Task prompt:
Render the material below as a numbered list from its first line through the line containing "[[400, 270]]", both included, with blank lines dropped. Omit the pictures.

START Data supplied

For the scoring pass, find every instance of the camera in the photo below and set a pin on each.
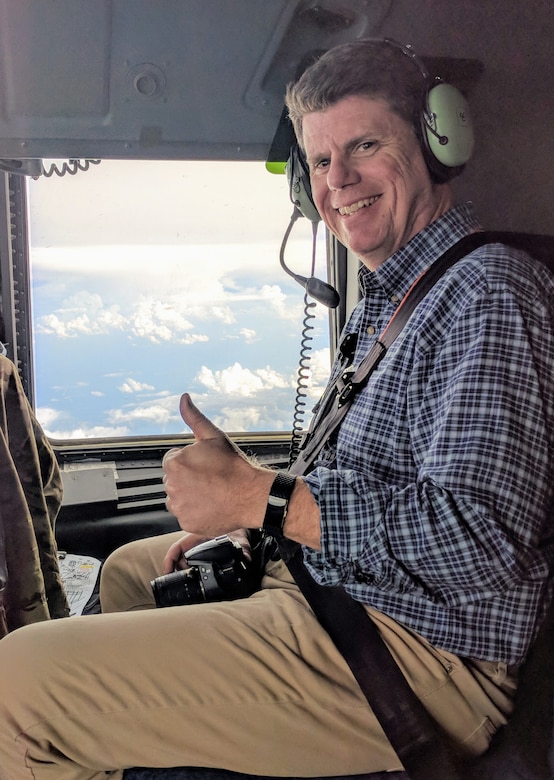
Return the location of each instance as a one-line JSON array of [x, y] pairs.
[[217, 570]]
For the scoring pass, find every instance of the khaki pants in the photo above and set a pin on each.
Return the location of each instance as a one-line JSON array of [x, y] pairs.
[[254, 686]]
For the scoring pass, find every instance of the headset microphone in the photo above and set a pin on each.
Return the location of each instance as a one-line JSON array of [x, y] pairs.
[[301, 196], [319, 290]]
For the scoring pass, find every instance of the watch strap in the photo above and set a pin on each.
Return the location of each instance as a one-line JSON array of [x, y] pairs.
[[277, 504]]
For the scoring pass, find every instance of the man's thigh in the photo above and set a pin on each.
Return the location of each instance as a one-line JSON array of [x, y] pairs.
[[254, 686]]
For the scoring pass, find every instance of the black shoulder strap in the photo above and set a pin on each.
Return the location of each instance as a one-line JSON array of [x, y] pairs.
[[409, 728], [338, 397]]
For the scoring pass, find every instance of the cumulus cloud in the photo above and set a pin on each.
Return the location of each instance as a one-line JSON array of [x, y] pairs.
[[241, 381], [132, 386], [88, 432], [160, 412], [248, 335]]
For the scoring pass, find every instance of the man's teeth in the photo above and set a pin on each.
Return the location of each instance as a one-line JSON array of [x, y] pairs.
[[345, 211]]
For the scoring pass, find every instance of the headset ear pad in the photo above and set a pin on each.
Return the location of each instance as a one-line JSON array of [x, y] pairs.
[[299, 184], [447, 130]]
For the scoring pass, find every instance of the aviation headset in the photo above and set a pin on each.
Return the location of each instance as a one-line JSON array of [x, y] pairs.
[[445, 134]]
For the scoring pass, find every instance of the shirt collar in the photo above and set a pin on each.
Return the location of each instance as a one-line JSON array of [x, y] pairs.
[[400, 270]]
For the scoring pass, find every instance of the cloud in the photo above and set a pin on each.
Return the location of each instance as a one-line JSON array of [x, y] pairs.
[[88, 432], [236, 380], [132, 386], [248, 335], [160, 412], [82, 314]]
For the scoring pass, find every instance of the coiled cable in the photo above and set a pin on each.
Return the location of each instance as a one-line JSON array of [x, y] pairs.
[[70, 167]]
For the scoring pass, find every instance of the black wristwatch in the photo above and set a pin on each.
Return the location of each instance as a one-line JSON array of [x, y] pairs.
[[277, 504]]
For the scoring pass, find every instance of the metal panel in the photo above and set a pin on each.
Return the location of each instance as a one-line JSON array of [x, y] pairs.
[[131, 78]]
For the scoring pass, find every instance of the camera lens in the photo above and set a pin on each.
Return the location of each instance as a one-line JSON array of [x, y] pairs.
[[179, 587]]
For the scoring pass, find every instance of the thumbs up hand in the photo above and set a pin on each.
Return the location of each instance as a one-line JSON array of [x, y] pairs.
[[212, 487]]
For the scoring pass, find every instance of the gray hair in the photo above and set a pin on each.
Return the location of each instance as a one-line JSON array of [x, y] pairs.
[[364, 68]]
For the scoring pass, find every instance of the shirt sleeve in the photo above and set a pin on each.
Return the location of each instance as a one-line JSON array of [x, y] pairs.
[[457, 511]]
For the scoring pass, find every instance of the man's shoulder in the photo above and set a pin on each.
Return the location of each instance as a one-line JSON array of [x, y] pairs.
[[500, 268]]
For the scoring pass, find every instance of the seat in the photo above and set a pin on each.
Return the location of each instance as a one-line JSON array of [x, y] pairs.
[[522, 750], [196, 773]]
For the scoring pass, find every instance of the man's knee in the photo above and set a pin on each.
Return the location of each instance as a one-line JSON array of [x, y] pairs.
[[125, 580]]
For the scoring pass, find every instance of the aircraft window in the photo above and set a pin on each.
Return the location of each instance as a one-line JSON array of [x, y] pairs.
[[152, 278]]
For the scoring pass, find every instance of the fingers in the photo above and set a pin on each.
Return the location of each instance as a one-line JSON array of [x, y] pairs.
[[175, 557], [200, 425]]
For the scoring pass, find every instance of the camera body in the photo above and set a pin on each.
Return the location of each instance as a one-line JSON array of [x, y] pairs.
[[217, 570]]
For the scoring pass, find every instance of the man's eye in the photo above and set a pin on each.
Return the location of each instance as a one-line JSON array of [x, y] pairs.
[[321, 164]]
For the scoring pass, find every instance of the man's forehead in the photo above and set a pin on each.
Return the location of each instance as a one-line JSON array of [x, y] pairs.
[[344, 121]]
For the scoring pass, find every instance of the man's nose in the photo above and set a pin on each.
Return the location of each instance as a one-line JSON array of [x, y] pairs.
[[340, 174]]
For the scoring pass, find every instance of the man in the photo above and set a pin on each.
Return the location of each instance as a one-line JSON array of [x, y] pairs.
[[431, 505]]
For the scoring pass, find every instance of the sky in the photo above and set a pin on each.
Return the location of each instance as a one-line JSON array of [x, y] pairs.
[[152, 278]]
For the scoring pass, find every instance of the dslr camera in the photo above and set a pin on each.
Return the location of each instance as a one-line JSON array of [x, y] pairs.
[[217, 570]]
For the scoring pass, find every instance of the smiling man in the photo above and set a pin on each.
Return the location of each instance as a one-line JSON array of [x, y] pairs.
[[432, 505]]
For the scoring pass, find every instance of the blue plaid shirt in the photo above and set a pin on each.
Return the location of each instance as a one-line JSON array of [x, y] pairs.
[[436, 497]]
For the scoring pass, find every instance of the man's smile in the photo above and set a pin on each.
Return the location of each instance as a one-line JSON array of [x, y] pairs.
[[346, 211]]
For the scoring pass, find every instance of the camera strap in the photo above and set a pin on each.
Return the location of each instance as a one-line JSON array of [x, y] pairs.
[[406, 723]]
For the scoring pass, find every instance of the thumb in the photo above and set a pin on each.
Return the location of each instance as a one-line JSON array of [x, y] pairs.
[[199, 424]]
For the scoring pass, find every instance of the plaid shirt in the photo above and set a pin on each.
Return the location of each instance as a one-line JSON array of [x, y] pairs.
[[436, 496]]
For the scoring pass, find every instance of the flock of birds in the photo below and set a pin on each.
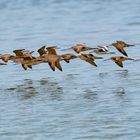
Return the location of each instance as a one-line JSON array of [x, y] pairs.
[[49, 55]]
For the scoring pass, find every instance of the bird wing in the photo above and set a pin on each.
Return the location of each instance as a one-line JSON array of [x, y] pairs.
[[122, 51], [119, 63]]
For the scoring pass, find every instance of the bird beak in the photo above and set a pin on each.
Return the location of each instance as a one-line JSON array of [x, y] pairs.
[[130, 59], [107, 59]]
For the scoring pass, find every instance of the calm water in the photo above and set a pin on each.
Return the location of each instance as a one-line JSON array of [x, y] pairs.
[[82, 102]]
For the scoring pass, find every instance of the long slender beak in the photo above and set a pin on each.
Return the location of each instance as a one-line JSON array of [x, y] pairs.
[[130, 59], [109, 45], [136, 60], [66, 49], [107, 59]]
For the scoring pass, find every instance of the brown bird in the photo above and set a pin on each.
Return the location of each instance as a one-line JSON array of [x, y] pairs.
[[79, 48], [42, 50], [28, 63], [102, 50], [68, 57], [53, 59], [6, 57], [120, 45], [119, 59], [89, 58], [23, 52], [124, 43]]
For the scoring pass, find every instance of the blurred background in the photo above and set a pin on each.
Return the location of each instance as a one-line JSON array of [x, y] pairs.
[[82, 102]]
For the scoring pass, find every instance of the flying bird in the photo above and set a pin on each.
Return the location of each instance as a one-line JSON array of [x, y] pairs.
[[119, 60]]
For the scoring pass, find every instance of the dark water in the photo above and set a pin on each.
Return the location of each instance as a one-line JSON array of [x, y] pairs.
[[82, 102]]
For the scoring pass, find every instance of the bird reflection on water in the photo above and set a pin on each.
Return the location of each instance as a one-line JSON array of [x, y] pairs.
[[31, 88]]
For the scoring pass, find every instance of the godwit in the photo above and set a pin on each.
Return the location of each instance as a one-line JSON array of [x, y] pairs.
[[120, 45], [119, 59], [79, 48]]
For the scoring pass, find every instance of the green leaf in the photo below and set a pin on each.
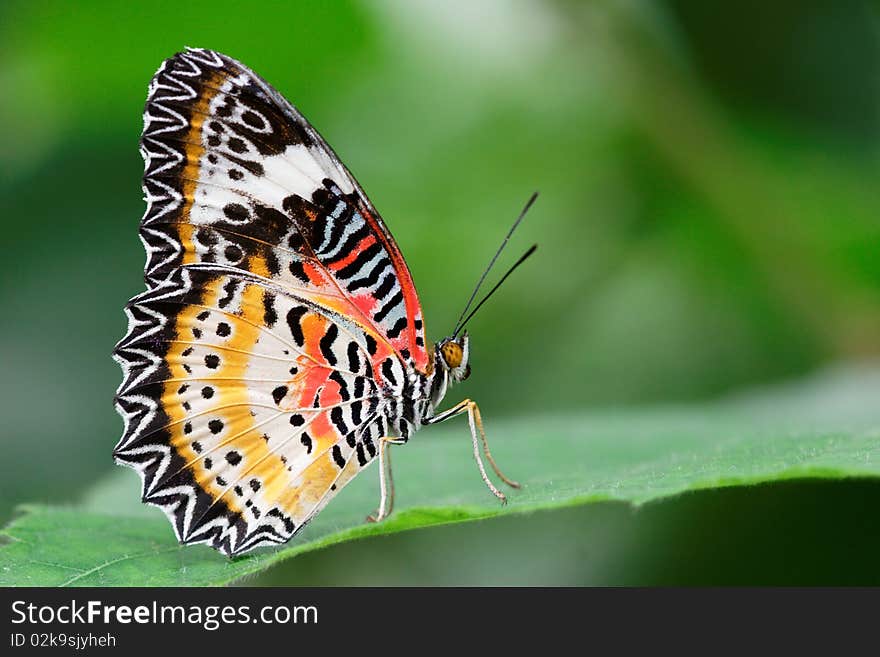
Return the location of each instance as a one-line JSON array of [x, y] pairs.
[[827, 428]]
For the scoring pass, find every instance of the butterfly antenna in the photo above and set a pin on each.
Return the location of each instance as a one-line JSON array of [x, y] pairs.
[[459, 324], [521, 260]]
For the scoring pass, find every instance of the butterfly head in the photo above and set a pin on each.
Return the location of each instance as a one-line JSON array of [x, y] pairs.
[[452, 355]]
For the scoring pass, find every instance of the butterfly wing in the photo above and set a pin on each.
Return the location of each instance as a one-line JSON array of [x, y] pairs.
[[277, 308], [235, 175], [247, 408]]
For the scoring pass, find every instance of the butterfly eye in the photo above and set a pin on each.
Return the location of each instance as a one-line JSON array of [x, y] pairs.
[[452, 354]]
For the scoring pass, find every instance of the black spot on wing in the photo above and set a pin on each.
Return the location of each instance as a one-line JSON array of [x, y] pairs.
[[326, 344]]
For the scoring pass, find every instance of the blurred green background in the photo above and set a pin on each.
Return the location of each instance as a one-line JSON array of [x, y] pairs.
[[709, 220]]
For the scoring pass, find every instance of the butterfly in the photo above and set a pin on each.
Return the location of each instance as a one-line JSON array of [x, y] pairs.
[[279, 347]]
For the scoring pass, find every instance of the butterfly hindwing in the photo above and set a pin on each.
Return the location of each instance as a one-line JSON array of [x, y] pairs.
[[246, 409], [279, 315]]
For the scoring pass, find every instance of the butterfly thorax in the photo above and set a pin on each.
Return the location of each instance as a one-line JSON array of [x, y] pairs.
[[406, 409]]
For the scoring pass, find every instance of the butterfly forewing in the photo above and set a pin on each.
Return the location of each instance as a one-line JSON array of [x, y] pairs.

END Data supplied

Solution for this task:
1. For the scoring pass, find every instance of the camera in the photo below and set a pin on each.
2. Return the location of each instance as a one-line JSON array of [x, y] pairs.
3. [[217, 570]]
4. For the scoring pass, find every instance of the khaki pants in the photo above and set a pin on each.
5. Return the location of each instance as a one-line JSON array of [x, y] pairs.
6. [[254, 686]]
7. For the scoring pass, find every instance of the headset microphone in the photo above and set a pin on each.
8. Return the location of each instance as a one-line JSON array of [x, y] pairs.
9. [[301, 196], [319, 290]]
10. For the scoring pass, find every instance of the watch strap in the photo above and set a pin on each.
11. Return the location of each instance as a one-line JSON array of [x, y] pairs.
12. [[277, 504]]
13. For the scoring pass, find every instance of the man's thigh in the photo above and set a pin on each.
14. Return the location of each instance as a one-line JSON array of [x, y] pairs.
15. [[254, 686]]
16. For the scoring pass, find every instance of the black shoulder strap in the photo above and set a pin on each.
17. Return the location of each instance as a one-line JSON array of [x, y] pairs.
18. [[409, 728], [338, 397]]
19. For the scoring pass, find every instance of the cumulus cloud in the photo above and set a pin on each.
20. Return the location of each instance as a one-line JSON array of [x, y] pairs.
21. [[241, 381], [132, 386], [88, 432], [160, 412], [248, 335]]
22. For the scoring pass, find every instance of the man's teeth in the photo above and set a pin on each.
23. Return the location of each instance as a one-line JSON array of [x, y] pairs.
24. [[345, 211]]
25. For the scoring pass, find every instance of the headset ear pad in the photo above and set a pin on each.
26. Return the location of each instance as a one-line JSON array of [x, y] pairs.
27. [[299, 184], [447, 130]]
28. For the scoring pass, find every instance of the aviation headset in the photo above and set a pin on each.
29. Return the location of each instance as a one-line JSON array of [x, y] pairs.
30. [[445, 134]]
31. For the scoring pass, find every instance of the shirt collar in the photo above and set a pin on each.
32. Return the location of each instance as a one-line JSON array of [x, y] pairs.
33. [[400, 270]]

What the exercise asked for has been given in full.